═════ Task input
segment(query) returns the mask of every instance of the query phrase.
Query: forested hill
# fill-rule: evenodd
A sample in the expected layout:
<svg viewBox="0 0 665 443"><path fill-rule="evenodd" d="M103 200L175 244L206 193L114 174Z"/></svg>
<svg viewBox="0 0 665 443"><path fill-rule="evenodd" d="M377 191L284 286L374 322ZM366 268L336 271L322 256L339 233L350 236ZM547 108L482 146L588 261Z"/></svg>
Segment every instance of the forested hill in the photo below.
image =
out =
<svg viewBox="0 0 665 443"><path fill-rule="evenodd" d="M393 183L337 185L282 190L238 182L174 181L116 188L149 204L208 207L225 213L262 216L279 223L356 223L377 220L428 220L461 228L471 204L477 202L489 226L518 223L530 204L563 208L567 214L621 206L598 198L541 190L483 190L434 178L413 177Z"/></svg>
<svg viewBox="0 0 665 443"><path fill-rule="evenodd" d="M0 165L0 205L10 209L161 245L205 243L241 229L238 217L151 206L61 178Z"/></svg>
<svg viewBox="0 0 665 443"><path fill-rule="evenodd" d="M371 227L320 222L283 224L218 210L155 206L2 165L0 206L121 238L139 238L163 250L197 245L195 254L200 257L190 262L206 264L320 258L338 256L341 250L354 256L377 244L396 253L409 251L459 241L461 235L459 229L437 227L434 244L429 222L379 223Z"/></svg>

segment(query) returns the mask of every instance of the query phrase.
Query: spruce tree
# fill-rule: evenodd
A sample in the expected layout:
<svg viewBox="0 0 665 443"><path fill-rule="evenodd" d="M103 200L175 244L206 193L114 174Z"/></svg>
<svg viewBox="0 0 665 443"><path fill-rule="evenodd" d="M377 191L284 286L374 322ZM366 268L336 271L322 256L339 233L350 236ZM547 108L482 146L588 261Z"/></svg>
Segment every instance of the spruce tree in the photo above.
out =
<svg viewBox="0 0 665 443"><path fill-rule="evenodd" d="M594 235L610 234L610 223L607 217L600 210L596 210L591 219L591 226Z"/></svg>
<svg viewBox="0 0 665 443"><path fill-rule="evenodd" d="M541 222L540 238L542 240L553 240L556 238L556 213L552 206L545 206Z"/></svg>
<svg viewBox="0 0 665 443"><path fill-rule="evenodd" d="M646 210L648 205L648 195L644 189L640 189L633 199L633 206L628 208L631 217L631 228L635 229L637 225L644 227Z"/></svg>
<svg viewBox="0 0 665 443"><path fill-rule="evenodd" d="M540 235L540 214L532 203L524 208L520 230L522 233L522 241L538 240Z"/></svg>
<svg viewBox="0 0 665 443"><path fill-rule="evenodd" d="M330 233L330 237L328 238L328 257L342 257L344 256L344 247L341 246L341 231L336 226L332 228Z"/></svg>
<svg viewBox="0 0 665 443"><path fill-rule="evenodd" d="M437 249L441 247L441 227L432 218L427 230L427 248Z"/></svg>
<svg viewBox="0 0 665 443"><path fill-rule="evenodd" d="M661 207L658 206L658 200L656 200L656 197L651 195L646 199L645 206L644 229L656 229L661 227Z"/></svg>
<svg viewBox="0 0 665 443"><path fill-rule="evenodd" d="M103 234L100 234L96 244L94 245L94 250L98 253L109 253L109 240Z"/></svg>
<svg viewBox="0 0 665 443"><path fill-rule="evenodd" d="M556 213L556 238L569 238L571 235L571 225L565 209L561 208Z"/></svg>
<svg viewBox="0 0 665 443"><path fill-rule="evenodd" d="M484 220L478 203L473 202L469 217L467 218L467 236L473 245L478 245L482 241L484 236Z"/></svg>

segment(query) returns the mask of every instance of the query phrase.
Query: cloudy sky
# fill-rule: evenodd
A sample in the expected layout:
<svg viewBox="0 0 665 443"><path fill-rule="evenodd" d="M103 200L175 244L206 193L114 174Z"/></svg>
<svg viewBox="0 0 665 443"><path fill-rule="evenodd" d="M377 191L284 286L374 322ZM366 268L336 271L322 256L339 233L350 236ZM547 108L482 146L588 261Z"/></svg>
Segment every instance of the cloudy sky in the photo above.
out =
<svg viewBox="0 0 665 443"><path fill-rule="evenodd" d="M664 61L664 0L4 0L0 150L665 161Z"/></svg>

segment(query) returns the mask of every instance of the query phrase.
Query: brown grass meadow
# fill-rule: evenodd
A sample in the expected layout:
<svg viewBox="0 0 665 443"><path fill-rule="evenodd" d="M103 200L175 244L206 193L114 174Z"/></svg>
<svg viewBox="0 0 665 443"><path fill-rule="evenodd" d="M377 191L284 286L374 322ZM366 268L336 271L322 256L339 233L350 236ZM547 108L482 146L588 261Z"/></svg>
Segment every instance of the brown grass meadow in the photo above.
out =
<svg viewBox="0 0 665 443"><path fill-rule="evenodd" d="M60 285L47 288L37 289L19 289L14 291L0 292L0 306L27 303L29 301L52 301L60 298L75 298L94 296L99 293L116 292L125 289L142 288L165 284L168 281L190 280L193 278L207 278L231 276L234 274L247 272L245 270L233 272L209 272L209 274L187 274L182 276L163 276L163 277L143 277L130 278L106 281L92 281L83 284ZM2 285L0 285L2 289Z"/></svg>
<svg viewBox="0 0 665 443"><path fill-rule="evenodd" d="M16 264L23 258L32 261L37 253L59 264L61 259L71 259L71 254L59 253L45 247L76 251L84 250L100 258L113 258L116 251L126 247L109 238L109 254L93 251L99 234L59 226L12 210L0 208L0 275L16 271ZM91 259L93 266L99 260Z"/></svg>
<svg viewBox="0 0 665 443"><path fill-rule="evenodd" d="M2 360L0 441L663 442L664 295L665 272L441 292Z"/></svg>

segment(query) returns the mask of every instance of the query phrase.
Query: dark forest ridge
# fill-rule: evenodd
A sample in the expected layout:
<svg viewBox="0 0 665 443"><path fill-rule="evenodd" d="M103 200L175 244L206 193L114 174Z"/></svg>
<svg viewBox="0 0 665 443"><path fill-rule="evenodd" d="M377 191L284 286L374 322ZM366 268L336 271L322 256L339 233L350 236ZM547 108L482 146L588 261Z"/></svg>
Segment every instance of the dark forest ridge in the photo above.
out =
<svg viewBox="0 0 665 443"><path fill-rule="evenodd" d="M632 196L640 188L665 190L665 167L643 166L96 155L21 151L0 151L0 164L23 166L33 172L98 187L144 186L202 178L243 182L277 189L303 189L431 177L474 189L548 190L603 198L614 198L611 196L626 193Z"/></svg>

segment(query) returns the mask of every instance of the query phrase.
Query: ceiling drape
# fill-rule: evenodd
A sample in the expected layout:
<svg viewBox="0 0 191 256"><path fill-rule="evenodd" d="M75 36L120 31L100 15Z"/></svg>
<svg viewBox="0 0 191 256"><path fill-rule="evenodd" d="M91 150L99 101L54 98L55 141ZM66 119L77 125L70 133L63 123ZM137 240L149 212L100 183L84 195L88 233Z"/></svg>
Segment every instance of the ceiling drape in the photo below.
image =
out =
══════════
§ What the task requires
Identify every line in the data above that contains the word "forested", and copy each of those lines out in full.

§ Answer for the task
Query: forested hill
Segment every instance of the forested hill in the photo below.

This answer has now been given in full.